* EXCERPTED DATA:
※

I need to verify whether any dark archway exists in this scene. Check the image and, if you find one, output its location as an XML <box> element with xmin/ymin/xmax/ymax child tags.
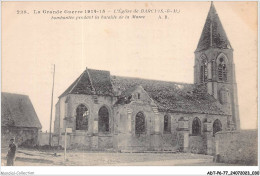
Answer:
<box><xmin>213</xmin><ymin>119</ymin><xmax>222</xmax><ymax>136</ymax></box>
<box><xmin>76</xmin><ymin>104</ymin><xmax>89</xmax><ymax>130</ymax></box>
<box><xmin>98</xmin><ymin>106</ymin><xmax>109</xmax><ymax>132</ymax></box>
<box><xmin>135</xmin><ymin>112</ymin><xmax>145</xmax><ymax>134</ymax></box>
<box><xmin>163</xmin><ymin>115</ymin><xmax>171</xmax><ymax>133</ymax></box>
<box><xmin>192</xmin><ymin>117</ymin><xmax>201</xmax><ymax>136</ymax></box>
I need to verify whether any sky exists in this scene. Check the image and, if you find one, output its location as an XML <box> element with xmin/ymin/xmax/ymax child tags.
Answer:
<box><xmin>1</xmin><ymin>2</ymin><xmax>258</xmax><ymax>131</ymax></box>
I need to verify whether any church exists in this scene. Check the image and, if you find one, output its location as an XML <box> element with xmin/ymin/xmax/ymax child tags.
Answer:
<box><xmin>53</xmin><ymin>3</ymin><xmax>240</xmax><ymax>155</ymax></box>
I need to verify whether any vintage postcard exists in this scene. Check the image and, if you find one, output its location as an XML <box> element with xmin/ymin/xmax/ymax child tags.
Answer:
<box><xmin>1</xmin><ymin>1</ymin><xmax>259</xmax><ymax>175</ymax></box>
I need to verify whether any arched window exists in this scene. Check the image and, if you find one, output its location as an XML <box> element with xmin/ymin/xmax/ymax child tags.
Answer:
<box><xmin>213</xmin><ymin>119</ymin><xmax>222</xmax><ymax>136</ymax></box>
<box><xmin>98</xmin><ymin>106</ymin><xmax>109</xmax><ymax>132</ymax></box>
<box><xmin>200</xmin><ymin>56</ymin><xmax>208</xmax><ymax>83</ymax></box>
<box><xmin>163</xmin><ymin>115</ymin><xmax>171</xmax><ymax>133</ymax></box>
<box><xmin>219</xmin><ymin>89</ymin><xmax>230</xmax><ymax>104</ymax></box>
<box><xmin>192</xmin><ymin>117</ymin><xmax>201</xmax><ymax>136</ymax></box>
<box><xmin>218</xmin><ymin>57</ymin><xmax>227</xmax><ymax>82</ymax></box>
<box><xmin>76</xmin><ymin>104</ymin><xmax>89</xmax><ymax>130</ymax></box>
<box><xmin>135</xmin><ymin>112</ymin><xmax>145</xmax><ymax>134</ymax></box>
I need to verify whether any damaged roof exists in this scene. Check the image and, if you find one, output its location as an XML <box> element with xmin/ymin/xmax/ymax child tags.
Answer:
<box><xmin>112</xmin><ymin>76</ymin><xmax>229</xmax><ymax>115</ymax></box>
<box><xmin>1</xmin><ymin>92</ymin><xmax>42</xmax><ymax>128</ymax></box>
<box><xmin>60</xmin><ymin>66</ymin><xmax>230</xmax><ymax>115</ymax></box>
<box><xmin>59</xmin><ymin>68</ymin><xmax>114</xmax><ymax>98</ymax></box>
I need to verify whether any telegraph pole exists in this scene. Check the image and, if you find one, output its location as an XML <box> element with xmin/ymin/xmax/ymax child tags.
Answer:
<box><xmin>49</xmin><ymin>64</ymin><xmax>55</xmax><ymax>146</ymax></box>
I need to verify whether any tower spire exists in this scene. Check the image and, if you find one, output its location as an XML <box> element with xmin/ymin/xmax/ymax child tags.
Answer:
<box><xmin>195</xmin><ymin>1</ymin><xmax>232</xmax><ymax>52</ymax></box>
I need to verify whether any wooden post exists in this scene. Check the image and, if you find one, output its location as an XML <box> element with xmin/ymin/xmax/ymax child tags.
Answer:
<box><xmin>64</xmin><ymin>129</ymin><xmax>67</xmax><ymax>163</ymax></box>
<box><xmin>49</xmin><ymin>64</ymin><xmax>55</xmax><ymax>146</ymax></box>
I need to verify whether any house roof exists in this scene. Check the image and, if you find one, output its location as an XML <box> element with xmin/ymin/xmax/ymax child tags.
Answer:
<box><xmin>59</xmin><ymin>68</ymin><xmax>114</xmax><ymax>98</ymax></box>
<box><xmin>196</xmin><ymin>3</ymin><xmax>232</xmax><ymax>51</ymax></box>
<box><xmin>112</xmin><ymin>76</ymin><xmax>229</xmax><ymax>115</ymax></box>
<box><xmin>1</xmin><ymin>92</ymin><xmax>42</xmax><ymax>128</ymax></box>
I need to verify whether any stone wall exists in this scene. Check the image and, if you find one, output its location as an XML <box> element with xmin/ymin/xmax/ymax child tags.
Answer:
<box><xmin>1</xmin><ymin>126</ymin><xmax>38</xmax><ymax>147</ymax></box>
<box><xmin>37</xmin><ymin>132</ymin><xmax>50</xmax><ymax>146</ymax></box>
<box><xmin>215</xmin><ymin>130</ymin><xmax>258</xmax><ymax>165</ymax></box>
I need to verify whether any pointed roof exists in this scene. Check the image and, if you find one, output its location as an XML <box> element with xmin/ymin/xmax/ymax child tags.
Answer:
<box><xmin>195</xmin><ymin>2</ymin><xmax>232</xmax><ymax>52</ymax></box>
<box><xmin>59</xmin><ymin>68</ymin><xmax>114</xmax><ymax>98</ymax></box>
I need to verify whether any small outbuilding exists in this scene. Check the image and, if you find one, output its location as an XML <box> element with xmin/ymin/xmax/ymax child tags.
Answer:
<box><xmin>1</xmin><ymin>92</ymin><xmax>42</xmax><ymax>147</ymax></box>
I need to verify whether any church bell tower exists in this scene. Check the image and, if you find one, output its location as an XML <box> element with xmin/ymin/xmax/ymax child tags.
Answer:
<box><xmin>194</xmin><ymin>2</ymin><xmax>240</xmax><ymax>130</ymax></box>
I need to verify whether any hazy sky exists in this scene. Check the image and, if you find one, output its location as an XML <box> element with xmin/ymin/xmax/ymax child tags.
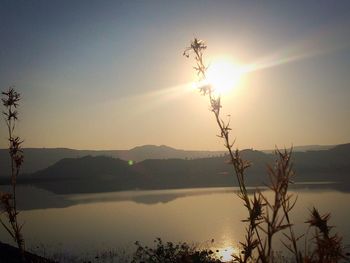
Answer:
<box><xmin>0</xmin><ymin>0</ymin><xmax>350</xmax><ymax>149</ymax></box>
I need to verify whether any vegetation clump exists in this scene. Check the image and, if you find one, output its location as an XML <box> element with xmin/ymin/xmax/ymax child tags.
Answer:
<box><xmin>183</xmin><ymin>38</ymin><xmax>344</xmax><ymax>263</ymax></box>
<box><xmin>132</xmin><ymin>238</ymin><xmax>221</xmax><ymax>263</ymax></box>
<box><xmin>0</xmin><ymin>87</ymin><xmax>25</xmax><ymax>257</ymax></box>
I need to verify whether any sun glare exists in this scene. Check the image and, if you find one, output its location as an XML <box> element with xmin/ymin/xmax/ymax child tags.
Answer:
<box><xmin>207</xmin><ymin>59</ymin><xmax>242</xmax><ymax>94</ymax></box>
<box><xmin>219</xmin><ymin>247</ymin><xmax>236</xmax><ymax>262</ymax></box>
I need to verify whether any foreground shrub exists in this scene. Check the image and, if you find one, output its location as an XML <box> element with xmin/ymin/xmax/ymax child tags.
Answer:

※

Retype each record exactly as it stands, but do not include the pictures.

I need to verify whether any dark archway exists in this scene. Check the image and, if you find one, output its location as an XML <box> element with xmin/ymin/xmax/ymax child tags.
Answer:
<box><xmin>213</xmin><ymin>119</ymin><xmax>222</xmax><ymax>136</ymax></box>
<box><xmin>76</xmin><ymin>104</ymin><xmax>89</xmax><ymax>130</ymax></box>
<box><xmin>98</xmin><ymin>106</ymin><xmax>109</xmax><ymax>132</ymax></box>
<box><xmin>135</xmin><ymin>112</ymin><xmax>145</xmax><ymax>134</ymax></box>
<box><xmin>163</xmin><ymin>115</ymin><xmax>171</xmax><ymax>133</ymax></box>
<box><xmin>192</xmin><ymin>117</ymin><xmax>201</xmax><ymax>136</ymax></box>
I need to verify whether any sky exists in this scene. Check the image and, if you find one, output its location as an XML <box> element with xmin/ymin/xmax/ymax child tags.
Answer:
<box><xmin>1</xmin><ymin>2</ymin><xmax>258</xmax><ymax>131</ymax></box>
I need to verify whether any church exists in this scene. Check the image and, if you find one, output its location as an XML <box> element with xmin/ymin/xmax/ymax child tags.
Answer:
<box><xmin>53</xmin><ymin>3</ymin><xmax>240</xmax><ymax>155</ymax></box>
I need to verify whether any vintage postcard exists in this scene. Check the image and, if you find one, output its location as an XML <box> element with xmin/ymin/xmax/ymax child tags.
Answer:
<box><xmin>1</xmin><ymin>1</ymin><xmax>259</xmax><ymax>175</ymax></box>
I need to verify whether any arched window exists in this scene. Check the image and, if you find one, output its location as an XML <box> element with xmin/ymin/xmax/ymax child tags.
Answer:
<box><xmin>213</xmin><ymin>119</ymin><xmax>222</xmax><ymax>136</ymax></box>
<box><xmin>98</xmin><ymin>106</ymin><xmax>109</xmax><ymax>132</ymax></box>
<box><xmin>200</xmin><ymin>56</ymin><xmax>208</xmax><ymax>83</ymax></box>
<box><xmin>163</xmin><ymin>115</ymin><xmax>171</xmax><ymax>133</ymax></box>
<box><xmin>219</xmin><ymin>89</ymin><xmax>230</xmax><ymax>104</ymax></box>
<box><xmin>192</xmin><ymin>117</ymin><xmax>201</xmax><ymax>136</ymax></box>
<box><xmin>218</xmin><ymin>57</ymin><xmax>227</xmax><ymax>82</ymax></box>
<box><xmin>76</xmin><ymin>104</ymin><xmax>89</xmax><ymax>130</ymax></box>
<box><xmin>135</xmin><ymin>112</ymin><xmax>145</xmax><ymax>134</ymax></box>
I need to verify whether any damaged roof exists in this scene. Check the image and, if you find one, output its location as an XML <box> element with xmin/ymin/xmax/ymax child tags.
Answer:
<box><xmin>112</xmin><ymin>76</ymin><xmax>229</xmax><ymax>115</ymax></box>
<box><xmin>1</xmin><ymin>92</ymin><xmax>42</xmax><ymax>128</ymax></box>
<box><xmin>60</xmin><ymin>66</ymin><xmax>230</xmax><ymax>115</ymax></box>
<box><xmin>59</xmin><ymin>68</ymin><xmax>114</xmax><ymax>98</ymax></box>
I need to verify whether any telegraph pole exists in this scene. Check the image and, if you find one, output its location as an XML <box> element with xmin/ymin/xmax/ymax child tags.
Answer:
<box><xmin>49</xmin><ymin>64</ymin><xmax>55</xmax><ymax>146</ymax></box>
I need to verify whether any tower spire exists in this scene. Check the image and, if you find one, output its location as an XML <box> element with xmin/ymin/xmax/ymax child tags.
Answer:
<box><xmin>195</xmin><ymin>1</ymin><xmax>232</xmax><ymax>52</ymax></box>
I need to verify whether any wooden post exists in this scene. Check the image and, if you find one, output its location as an XML <box> element with xmin/ymin/xmax/ymax child tags.
Answer:
<box><xmin>64</xmin><ymin>129</ymin><xmax>67</xmax><ymax>163</ymax></box>
<box><xmin>49</xmin><ymin>64</ymin><xmax>55</xmax><ymax>146</ymax></box>
I need to verify whether any house roof exists in this scene. Check the image and, if you find one, output its location as an XML <box> element with xmin/ymin/xmax/ymax child tags.
Answer:
<box><xmin>59</xmin><ymin>68</ymin><xmax>114</xmax><ymax>98</ymax></box>
<box><xmin>196</xmin><ymin>3</ymin><xmax>232</xmax><ymax>51</ymax></box>
<box><xmin>112</xmin><ymin>76</ymin><xmax>229</xmax><ymax>115</ymax></box>
<box><xmin>1</xmin><ymin>92</ymin><xmax>42</xmax><ymax>128</ymax></box>
I need to verify whether any stone wall exists in this scene. Check the image and, if you find one, output its location as an XML <box> element with xmin/ymin/xmax/ymax child tags.
Answer:
<box><xmin>1</xmin><ymin>126</ymin><xmax>38</xmax><ymax>147</ymax></box>
<box><xmin>37</xmin><ymin>132</ymin><xmax>50</xmax><ymax>146</ymax></box>
<box><xmin>215</xmin><ymin>130</ymin><xmax>258</xmax><ymax>165</ymax></box>
I need to verify whether any pointed roof exists in this scene. Check the image and, if you find one, output its location as an XML <box> element with xmin/ymin/xmax/ymax child tags.
Answer:
<box><xmin>195</xmin><ymin>2</ymin><xmax>232</xmax><ymax>52</ymax></box>
<box><xmin>59</xmin><ymin>68</ymin><xmax>114</xmax><ymax>98</ymax></box>
I need to verify whether any small outbuilding exists in this scene. Check the image and, if you find one, output its location as an XML <box> element with xmin/ymin/xmax/ymax child tags.
Answer:
<box><xmin>1</xmin><ymin>92</ymin><xmax>42</xmax><ymax>147</ymax></box>
I need to verify whether any church bell tower exists in this scene. Check the image and, if you find one, output its location as an XML <box> element with xmin/ymin/xmax/ymax child tags.
Answer:
<box><xmin>194</xmin><ymin>2</ymin><xmax>240</xmax><ymax>130</ymax></box>
I need to verify whether any hazy sky exists in this scene. Check the image and, if you find one, output its location as an XML <box> element with xmin/ymin/xmax/ymax child tags.
Answer:
<box><xmin>0</xmin><ymin>0</ymin><xmax>350</xmax><ymax>149</ymax></box>
I need to verify whether any vegetation clump exists in this scene. Check the image and, if you find one, output its location as an XML <box> element with xmin/ymin/xmax/ymax child tags.
Answer:
<box><xmin>183</xmin><ymin>38</ymin><xmax>344</xmax><ymax>263</ymax></box>
<box><xmin>132</xmin><ymin>238</ymin><xmax>221</xmax><ymax>263</ymax></box>
<box><xmin>0</xmin><ymin>87</ymin><xmax>25</xmax><ymax>257</ymax></box>
I need to verify whether any sun glare exists in this scene. Check the image and, if you find one, output its location as an XML <box> element with xmin/ymin/xmax/ymax child tags.
Answer:
<box><xmin>207</xmin><ymin>59</ymin><xmax>242</xmax><ymax>94</ymax></box>
<box><xmin>219</xmin><ymin>247</ymin><xmax>236</xmax><ymax>262</ymax></box>
I need to verify whether any foreground shrub exists in this scene. Check the image and, if you find one, output its location as an XML <box> element with xmin/ymin/xmax/ymax child tags.
Answer:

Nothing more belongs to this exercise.